-- Start STORED ROWS --

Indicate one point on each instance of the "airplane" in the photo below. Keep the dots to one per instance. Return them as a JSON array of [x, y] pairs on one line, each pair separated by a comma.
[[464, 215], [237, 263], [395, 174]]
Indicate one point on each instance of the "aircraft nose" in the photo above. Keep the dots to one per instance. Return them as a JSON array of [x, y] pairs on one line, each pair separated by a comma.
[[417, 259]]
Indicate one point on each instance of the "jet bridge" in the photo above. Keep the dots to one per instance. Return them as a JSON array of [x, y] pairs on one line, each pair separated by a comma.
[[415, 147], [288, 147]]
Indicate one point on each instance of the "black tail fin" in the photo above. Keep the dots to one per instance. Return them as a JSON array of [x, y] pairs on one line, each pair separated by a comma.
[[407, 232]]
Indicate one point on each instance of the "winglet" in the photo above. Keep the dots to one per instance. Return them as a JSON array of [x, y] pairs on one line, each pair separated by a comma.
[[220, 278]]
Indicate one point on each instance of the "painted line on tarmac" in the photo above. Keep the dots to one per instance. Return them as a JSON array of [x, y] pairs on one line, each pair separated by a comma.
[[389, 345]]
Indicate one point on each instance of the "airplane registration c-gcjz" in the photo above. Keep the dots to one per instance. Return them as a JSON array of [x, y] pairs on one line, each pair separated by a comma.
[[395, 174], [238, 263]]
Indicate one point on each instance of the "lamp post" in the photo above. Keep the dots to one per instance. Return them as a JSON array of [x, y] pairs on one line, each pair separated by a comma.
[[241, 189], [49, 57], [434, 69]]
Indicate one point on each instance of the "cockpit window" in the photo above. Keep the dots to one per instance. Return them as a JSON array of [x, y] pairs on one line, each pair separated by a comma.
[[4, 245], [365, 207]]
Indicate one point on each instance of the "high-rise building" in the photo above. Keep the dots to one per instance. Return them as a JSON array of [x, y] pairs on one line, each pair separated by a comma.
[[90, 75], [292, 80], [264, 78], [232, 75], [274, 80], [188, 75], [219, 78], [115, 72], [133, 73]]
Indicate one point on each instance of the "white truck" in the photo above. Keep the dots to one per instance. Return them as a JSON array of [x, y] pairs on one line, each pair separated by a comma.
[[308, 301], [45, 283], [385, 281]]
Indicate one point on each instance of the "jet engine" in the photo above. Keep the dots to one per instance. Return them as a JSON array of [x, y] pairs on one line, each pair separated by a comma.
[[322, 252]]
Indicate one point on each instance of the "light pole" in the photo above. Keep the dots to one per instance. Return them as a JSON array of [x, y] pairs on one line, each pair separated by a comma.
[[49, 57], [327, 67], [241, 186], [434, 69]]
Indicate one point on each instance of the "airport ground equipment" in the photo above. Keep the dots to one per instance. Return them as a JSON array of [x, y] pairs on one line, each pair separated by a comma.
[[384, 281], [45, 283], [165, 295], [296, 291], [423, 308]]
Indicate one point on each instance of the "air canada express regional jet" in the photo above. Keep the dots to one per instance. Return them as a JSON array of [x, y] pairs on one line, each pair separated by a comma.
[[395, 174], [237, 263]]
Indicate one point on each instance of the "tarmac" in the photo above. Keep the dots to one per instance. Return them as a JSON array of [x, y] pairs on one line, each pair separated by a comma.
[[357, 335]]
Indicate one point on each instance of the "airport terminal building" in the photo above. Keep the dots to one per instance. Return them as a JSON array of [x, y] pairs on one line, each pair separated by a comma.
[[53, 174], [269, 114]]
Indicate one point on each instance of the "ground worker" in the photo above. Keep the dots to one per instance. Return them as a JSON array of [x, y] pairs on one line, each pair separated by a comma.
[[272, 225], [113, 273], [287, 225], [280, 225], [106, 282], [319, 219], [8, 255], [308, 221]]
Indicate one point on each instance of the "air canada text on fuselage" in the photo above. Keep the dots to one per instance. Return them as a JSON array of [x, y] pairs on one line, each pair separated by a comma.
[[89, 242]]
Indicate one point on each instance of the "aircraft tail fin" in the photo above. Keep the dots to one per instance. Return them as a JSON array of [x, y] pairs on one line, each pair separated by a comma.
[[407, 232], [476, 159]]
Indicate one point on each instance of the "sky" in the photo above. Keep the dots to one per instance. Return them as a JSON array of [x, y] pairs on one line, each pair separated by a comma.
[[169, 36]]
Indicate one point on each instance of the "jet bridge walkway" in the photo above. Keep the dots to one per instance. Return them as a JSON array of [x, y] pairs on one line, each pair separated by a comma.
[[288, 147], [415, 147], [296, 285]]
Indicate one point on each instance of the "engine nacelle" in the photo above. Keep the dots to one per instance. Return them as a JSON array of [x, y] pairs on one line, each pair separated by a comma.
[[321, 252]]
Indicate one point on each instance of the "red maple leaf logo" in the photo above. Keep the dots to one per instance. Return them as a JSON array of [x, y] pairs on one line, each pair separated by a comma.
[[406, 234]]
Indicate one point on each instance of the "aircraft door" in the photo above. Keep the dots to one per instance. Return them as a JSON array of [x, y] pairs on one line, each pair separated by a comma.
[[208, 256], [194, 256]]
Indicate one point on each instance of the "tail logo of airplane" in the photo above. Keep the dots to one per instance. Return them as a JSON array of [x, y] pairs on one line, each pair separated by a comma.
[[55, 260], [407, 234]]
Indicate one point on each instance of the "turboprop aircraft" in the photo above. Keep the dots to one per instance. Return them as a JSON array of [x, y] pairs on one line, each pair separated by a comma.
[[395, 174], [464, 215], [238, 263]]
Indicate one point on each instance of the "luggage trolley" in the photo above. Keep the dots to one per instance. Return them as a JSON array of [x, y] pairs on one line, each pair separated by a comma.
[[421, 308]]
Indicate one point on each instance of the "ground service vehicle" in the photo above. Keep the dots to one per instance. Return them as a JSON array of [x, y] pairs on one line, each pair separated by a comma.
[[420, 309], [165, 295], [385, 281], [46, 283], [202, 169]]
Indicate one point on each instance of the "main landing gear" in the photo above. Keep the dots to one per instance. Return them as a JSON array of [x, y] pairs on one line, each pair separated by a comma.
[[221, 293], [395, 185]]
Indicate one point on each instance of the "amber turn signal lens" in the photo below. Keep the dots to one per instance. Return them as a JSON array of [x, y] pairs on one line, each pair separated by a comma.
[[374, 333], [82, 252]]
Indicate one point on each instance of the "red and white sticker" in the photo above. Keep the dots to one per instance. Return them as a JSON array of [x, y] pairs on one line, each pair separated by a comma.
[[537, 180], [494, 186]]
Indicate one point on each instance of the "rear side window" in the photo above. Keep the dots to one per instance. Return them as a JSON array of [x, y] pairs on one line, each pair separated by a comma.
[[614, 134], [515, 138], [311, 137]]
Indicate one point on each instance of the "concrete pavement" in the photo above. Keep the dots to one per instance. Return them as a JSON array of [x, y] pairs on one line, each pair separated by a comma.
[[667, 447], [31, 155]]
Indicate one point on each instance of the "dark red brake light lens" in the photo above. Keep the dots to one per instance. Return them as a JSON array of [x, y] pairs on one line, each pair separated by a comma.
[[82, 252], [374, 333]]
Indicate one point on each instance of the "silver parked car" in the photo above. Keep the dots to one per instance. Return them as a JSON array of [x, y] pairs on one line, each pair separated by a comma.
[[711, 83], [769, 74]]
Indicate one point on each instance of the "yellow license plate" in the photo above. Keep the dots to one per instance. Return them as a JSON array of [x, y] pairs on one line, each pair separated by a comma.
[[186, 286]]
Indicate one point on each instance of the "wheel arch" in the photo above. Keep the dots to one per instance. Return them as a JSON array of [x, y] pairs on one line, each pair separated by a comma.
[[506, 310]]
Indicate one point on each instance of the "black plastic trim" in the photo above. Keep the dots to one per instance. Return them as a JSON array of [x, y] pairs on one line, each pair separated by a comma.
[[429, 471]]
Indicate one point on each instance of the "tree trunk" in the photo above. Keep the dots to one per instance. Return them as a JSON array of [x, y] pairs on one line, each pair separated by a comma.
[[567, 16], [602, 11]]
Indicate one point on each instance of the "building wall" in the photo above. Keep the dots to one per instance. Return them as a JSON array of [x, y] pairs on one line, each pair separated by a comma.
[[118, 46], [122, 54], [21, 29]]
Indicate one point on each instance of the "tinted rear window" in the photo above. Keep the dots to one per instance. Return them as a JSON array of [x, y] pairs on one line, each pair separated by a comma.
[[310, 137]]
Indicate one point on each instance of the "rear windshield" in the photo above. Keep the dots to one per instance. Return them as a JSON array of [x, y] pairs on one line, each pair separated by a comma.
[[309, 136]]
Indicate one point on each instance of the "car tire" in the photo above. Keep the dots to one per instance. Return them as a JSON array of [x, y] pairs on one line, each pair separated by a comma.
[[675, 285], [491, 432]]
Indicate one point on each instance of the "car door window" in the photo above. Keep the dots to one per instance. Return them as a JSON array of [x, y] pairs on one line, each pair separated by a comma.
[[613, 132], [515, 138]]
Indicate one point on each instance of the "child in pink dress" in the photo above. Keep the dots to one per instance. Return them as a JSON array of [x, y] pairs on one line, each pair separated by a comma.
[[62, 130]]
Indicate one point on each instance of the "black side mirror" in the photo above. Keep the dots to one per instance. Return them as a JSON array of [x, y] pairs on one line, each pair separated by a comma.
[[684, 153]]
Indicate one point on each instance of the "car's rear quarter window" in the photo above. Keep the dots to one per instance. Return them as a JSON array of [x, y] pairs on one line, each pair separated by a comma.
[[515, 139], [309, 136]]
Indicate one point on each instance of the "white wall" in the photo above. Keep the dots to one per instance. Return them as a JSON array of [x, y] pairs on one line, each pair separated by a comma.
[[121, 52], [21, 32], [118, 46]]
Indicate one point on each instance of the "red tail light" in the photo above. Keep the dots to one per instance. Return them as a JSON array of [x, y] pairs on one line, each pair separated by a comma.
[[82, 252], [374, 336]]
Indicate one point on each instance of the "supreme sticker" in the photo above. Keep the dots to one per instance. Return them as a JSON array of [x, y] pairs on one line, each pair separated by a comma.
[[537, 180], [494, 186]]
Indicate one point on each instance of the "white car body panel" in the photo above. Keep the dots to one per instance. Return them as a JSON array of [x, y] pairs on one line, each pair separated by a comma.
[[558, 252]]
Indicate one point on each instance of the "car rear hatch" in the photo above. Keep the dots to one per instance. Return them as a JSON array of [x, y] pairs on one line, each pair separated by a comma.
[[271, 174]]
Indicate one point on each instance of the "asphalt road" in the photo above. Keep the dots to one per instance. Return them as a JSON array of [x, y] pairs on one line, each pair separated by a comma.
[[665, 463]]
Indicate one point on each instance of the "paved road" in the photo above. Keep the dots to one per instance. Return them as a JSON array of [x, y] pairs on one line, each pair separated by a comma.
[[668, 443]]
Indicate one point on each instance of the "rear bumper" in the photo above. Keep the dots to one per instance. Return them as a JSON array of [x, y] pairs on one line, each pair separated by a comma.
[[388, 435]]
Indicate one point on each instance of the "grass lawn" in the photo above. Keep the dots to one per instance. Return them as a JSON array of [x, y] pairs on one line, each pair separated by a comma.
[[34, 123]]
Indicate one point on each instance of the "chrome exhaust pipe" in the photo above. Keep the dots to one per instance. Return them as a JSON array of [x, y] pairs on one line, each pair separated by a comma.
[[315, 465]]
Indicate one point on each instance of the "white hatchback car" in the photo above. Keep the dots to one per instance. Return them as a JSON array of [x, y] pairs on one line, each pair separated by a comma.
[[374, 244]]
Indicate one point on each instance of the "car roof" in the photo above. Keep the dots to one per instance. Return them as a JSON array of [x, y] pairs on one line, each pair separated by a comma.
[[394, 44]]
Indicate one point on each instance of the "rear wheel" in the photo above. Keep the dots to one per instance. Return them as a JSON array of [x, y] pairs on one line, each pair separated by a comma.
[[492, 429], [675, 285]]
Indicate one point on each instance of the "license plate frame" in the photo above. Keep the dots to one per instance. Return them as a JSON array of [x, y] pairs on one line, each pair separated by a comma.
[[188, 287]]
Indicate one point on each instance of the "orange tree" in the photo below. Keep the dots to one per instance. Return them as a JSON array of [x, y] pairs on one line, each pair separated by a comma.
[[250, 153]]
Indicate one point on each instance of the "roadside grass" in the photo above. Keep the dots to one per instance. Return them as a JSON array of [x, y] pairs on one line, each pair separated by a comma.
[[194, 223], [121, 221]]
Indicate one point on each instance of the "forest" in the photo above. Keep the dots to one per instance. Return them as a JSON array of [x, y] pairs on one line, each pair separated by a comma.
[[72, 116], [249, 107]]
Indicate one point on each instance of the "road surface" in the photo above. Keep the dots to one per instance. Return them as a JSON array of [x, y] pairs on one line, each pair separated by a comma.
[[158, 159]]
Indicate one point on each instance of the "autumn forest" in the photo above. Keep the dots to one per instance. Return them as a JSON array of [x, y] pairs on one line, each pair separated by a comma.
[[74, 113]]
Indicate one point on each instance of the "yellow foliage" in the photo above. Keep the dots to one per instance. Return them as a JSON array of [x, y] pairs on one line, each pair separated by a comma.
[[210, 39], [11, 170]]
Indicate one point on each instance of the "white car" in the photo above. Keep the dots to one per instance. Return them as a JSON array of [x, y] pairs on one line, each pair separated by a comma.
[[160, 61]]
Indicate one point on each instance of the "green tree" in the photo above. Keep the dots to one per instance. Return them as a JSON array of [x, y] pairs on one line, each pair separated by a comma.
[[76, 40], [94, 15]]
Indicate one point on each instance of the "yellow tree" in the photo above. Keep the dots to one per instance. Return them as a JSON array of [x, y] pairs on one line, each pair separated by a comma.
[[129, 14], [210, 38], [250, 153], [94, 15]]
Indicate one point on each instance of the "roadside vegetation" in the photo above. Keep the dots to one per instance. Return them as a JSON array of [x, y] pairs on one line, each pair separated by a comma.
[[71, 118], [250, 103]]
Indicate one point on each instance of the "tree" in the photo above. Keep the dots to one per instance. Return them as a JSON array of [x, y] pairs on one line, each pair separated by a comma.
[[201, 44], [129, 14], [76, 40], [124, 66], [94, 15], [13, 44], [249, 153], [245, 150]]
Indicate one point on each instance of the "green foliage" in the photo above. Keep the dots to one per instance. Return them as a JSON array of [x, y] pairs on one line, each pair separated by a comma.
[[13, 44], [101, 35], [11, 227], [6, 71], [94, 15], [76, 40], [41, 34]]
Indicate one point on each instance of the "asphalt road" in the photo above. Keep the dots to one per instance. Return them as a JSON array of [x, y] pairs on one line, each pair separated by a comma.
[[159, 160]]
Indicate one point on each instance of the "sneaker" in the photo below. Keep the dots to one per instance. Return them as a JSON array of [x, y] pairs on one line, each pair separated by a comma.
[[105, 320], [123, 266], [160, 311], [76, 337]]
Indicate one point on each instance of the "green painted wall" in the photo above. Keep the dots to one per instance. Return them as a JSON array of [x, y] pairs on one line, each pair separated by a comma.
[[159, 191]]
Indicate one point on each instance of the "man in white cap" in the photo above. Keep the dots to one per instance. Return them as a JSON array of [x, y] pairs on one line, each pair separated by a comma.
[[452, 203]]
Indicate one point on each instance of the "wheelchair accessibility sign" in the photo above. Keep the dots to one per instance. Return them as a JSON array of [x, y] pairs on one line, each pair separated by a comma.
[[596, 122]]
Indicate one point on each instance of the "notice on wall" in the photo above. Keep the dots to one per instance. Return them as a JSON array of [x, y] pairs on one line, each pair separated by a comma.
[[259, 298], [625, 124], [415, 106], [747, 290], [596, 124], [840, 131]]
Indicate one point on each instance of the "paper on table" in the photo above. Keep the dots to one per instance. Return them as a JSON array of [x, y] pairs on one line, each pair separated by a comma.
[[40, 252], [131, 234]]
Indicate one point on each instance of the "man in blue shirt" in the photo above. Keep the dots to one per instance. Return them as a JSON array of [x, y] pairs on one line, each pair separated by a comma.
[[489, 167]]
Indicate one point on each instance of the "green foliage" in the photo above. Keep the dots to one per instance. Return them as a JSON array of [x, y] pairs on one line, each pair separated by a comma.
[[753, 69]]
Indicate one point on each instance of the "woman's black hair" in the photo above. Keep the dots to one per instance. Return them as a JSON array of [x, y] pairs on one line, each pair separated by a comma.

-- End STORED ROWS --

§ WRITTEN EXERCISE: Update the material from its first line through the line containing "[[464, 215], [237, 263], [395, 174]]", both ends included, by swapping "airplane" for "jet" and keeping everything else identical.

§ ANSWER:
Indicate one point on each instance of the "jet" in the photo below. Keep the dots to one per instance. Return them as a JSON array of [x, y] pairs on one line, each pair separated by a comma.
[[464, 215], [237, 263], [395, 174]]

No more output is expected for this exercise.